> Provided passage
-- Opening Marker --

Nova Scotia

Nova Scotia RCMP investigating after girl eats THC-infused chocolate

The RCMP is investigating after a four-year-old Eskasoni, N.S., girl ate chocolate containing THC, the second such incident on the First Nation in recent days.

Police say incident unrelated to THC-laced cake served last week at Eskasoni, N.S., school

Police said the four-year-old girl who ate the chocolate was taken to hospital. (Robert Short/CBC)

The RCMP is investigating after a four-year-old Eskasoni, N.S., girl ate chocolate containing THC, the second such incident on the First Nation in recent days.

Eskasoni RCMP were called to a private residence in the community at 9:18 p.m. Tuesday after the girl consumed the chocolate. THC is the active ingredient in cannabis.

"The child was in obvious need of medical attention," said Cpl. Lisa Croteau, a spokesperson for the RCMP.

The child was taken to hospital for treatment. Croteau couldn't say whether or not the girl was still in hospital and did not have a status update on her.

It's unclear whether or not the chocolate was purchased from a commercial business or made at home.

Molasses cake

This is the second such incident in Eskasoni First Nation in the last several days. Several children and adults became sick after eating molasses cake containing THC at an immersion school event Jan. 31.

Croteau said the two incidents are unrelated. The investigation is ongoing.

The IWK Regional Poison Centre in Halifax said this week it has seen a significant increase in calls related to cannabis edibles in recent years, and expects more with the recent legalization of the products.

The best advice for people making edibles at home is to take strong precautions to protect others, according to Dr. Nancy Murphy, the poison centre's medical director, including labelling and locking them up.

-- Closing Marker --

> Supplied entries
-- Opening Marker --

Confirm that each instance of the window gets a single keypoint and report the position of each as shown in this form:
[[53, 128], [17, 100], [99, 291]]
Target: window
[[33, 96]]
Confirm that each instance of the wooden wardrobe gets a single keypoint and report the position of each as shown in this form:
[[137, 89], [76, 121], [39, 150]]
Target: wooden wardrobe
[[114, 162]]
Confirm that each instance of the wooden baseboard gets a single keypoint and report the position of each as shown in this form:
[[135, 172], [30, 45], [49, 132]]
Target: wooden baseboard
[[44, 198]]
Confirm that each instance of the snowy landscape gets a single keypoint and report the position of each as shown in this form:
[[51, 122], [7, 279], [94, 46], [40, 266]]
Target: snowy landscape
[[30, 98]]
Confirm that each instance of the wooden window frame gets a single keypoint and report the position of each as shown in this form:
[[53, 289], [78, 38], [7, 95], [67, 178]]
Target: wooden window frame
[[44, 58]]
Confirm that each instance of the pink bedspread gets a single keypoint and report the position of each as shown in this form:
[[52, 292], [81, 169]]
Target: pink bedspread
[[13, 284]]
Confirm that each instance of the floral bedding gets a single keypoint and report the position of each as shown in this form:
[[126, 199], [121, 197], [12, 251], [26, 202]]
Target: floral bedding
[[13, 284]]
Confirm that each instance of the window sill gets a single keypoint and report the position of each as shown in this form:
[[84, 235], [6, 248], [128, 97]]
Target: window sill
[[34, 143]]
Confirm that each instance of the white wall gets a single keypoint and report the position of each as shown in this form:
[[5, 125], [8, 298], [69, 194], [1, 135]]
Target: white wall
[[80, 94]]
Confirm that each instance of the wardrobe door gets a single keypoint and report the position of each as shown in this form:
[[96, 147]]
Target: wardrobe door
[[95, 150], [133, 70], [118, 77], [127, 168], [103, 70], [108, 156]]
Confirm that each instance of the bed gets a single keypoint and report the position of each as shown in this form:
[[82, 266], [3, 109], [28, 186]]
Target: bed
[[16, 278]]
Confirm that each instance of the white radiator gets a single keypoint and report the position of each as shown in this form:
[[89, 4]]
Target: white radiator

-- Closing Marker --

Reproduce word for word the portion of the THC chocolate article above that runs between "Eskasoni RCMP were called" and "spokesperson for the RCMP.", inclusive.

> Solution
Eskasoni RCMP were called to a private residence in the community at 9:18 p.m. Tuesday after the girl consumed the chocolate. THC is the active ingredient in cannabis.

"The child was in obvious need of medical attention," said Cpl. Lisa Croteau, a spokesperson for the RCMP.